**DESCRIPTION OF THE TASK:** Can you copy the listing below word for word, starting at the line that contains "Find the <item>patch" and ending at the final line of the listing?

**RECORDS PROVIDED:**
* * * *
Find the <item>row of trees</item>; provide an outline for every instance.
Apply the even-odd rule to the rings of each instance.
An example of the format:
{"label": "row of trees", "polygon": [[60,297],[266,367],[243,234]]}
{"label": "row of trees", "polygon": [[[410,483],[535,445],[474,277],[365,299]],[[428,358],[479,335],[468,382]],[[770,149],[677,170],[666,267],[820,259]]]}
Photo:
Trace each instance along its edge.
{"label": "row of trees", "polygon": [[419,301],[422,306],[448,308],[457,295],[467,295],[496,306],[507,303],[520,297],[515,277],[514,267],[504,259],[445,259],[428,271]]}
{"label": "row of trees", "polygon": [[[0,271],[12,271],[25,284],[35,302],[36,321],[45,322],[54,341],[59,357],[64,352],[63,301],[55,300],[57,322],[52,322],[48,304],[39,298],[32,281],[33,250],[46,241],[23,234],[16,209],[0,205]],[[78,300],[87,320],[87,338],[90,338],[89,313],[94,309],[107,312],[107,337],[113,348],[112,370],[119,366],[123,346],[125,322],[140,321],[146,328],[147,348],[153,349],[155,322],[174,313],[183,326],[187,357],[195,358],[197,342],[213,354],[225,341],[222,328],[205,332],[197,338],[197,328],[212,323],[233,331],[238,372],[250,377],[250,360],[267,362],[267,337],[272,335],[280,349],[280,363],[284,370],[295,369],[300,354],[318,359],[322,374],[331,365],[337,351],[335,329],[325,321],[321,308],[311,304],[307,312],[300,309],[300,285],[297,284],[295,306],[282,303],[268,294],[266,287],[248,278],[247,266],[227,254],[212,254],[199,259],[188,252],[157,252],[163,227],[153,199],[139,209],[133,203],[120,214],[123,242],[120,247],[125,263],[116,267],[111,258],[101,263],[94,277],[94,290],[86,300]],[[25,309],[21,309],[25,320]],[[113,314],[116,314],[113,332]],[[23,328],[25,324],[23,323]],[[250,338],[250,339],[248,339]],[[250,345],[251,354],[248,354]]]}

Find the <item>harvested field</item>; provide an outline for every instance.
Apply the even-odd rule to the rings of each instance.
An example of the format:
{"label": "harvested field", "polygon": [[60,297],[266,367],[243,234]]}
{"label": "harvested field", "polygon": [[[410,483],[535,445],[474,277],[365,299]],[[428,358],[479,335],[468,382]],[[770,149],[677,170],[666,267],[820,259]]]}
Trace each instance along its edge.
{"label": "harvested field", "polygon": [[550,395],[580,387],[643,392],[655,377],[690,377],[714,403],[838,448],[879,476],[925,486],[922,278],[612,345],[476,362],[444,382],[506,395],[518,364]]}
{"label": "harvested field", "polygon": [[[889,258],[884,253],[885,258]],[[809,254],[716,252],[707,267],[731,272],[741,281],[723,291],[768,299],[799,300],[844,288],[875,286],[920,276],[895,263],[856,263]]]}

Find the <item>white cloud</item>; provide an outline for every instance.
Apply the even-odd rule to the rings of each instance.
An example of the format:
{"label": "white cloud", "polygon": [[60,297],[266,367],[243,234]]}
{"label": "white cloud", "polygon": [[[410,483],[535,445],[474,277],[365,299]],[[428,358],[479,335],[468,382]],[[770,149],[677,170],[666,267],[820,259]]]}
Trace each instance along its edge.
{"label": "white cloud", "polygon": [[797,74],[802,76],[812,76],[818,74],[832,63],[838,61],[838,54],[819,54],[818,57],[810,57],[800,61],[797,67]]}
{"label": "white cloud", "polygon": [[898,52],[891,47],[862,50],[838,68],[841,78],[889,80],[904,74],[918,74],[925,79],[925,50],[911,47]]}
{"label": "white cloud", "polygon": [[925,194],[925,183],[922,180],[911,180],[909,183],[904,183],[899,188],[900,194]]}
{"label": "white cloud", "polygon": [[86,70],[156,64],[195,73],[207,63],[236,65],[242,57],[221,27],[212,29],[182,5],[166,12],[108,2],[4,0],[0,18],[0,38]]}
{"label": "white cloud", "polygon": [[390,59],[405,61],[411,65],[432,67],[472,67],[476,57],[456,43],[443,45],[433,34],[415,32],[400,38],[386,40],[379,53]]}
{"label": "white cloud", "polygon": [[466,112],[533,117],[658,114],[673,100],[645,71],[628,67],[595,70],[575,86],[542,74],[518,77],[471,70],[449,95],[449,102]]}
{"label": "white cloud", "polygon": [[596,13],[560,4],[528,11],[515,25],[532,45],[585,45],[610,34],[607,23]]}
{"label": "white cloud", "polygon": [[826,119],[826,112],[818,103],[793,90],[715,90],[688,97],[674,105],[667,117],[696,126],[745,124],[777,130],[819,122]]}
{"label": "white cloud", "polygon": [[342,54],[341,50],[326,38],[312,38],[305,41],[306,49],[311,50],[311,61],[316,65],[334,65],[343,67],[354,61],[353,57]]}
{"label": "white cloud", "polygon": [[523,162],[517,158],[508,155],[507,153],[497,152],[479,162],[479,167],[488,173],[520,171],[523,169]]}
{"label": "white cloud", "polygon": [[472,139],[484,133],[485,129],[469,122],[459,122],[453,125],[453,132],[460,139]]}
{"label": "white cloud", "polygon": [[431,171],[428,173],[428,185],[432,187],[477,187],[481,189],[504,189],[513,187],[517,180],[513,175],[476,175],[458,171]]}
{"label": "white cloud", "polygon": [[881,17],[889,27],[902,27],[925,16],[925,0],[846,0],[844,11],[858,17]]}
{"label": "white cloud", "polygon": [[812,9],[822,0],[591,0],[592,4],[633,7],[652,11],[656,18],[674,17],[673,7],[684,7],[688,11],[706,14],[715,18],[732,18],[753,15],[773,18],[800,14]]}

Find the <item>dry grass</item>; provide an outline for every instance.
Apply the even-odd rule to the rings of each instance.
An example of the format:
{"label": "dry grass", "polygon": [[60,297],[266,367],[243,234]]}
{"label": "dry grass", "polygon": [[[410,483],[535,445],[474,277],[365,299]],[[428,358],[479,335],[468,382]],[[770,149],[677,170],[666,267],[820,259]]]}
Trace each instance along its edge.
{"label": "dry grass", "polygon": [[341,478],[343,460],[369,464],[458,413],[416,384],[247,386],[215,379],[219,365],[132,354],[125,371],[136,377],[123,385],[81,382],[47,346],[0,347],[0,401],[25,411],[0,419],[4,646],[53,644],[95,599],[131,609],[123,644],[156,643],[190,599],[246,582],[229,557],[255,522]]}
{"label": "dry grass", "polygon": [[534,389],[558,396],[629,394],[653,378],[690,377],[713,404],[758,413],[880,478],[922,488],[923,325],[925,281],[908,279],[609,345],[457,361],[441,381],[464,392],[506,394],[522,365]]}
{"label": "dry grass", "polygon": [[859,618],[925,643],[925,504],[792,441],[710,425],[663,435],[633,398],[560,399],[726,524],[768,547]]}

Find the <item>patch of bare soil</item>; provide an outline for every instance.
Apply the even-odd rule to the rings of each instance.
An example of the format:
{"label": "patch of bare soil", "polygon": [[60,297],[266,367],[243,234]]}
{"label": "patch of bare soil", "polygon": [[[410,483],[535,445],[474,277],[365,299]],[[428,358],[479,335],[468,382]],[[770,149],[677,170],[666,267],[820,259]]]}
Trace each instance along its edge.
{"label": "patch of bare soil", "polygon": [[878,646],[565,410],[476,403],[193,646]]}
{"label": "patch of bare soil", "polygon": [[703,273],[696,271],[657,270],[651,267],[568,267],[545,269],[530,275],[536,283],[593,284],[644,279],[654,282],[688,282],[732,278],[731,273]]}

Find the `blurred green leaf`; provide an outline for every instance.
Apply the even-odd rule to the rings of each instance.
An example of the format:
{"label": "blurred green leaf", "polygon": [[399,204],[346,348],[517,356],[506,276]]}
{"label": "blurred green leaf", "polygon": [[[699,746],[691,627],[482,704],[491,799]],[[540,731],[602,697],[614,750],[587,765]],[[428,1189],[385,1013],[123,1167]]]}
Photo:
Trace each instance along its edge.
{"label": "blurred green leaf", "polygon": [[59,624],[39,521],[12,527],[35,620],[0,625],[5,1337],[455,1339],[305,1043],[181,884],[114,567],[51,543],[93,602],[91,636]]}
* * * *
**WRITTEN RESPONSE:**
Find the <item>patch of bare soil</item>; provide an outline for every instance.
Apply the even-odd rule to the rings of each instance.
An example of the format:
{"label": "patch of bare soil", "polygon": [[60,297],[266,367],[243,234]]}
{"label": "patch of bare soil", "polygon": [[[410,483],[535,445],[474,277],[365,299]],[[428,358],[479,335],[468,382]],[[770,149],[677,170],[666,267],[820,259]]]}
Trace each instance along its edge.
{"label": "patch of bare soil", "polygon": [[878,646],[565,410],[476,403],[193,646]]}
{"label": "patch of bare soil", "polygon": [[703,273],[696,271],[657,270],[651,267],[568,267],[545,269],[530,275],[536,283],[593,284],[644,279],[654,282],[688,282],[732,278],[731,273]]}

Find the `blurred green leaf`; provide an outline for every instance.
Apply the even-odd rule to the rings of each instance.
An example of the format:
{"label": "blurred green leaf", "polygon": [[399,204],[346,348],[517,356],[506,276]]}
{"label": "blurred green leaf", "polygon": [[[699,746],[691,627],[482,704],[491,799]],[[540,731],[602,697],[614,750],[587,765]],[[428,1189],[385,1013],[123,1167]]]}
Photo:
Trace each instance along its edge.
{"label": "blurred green leaf", "polygon": [[59,624],[39,521],[12,527],[35,620],[0,625],[5,1337],[455,1339],[305,1043],[181,884],[114,567],[51,543],[93,602],[91,636]]}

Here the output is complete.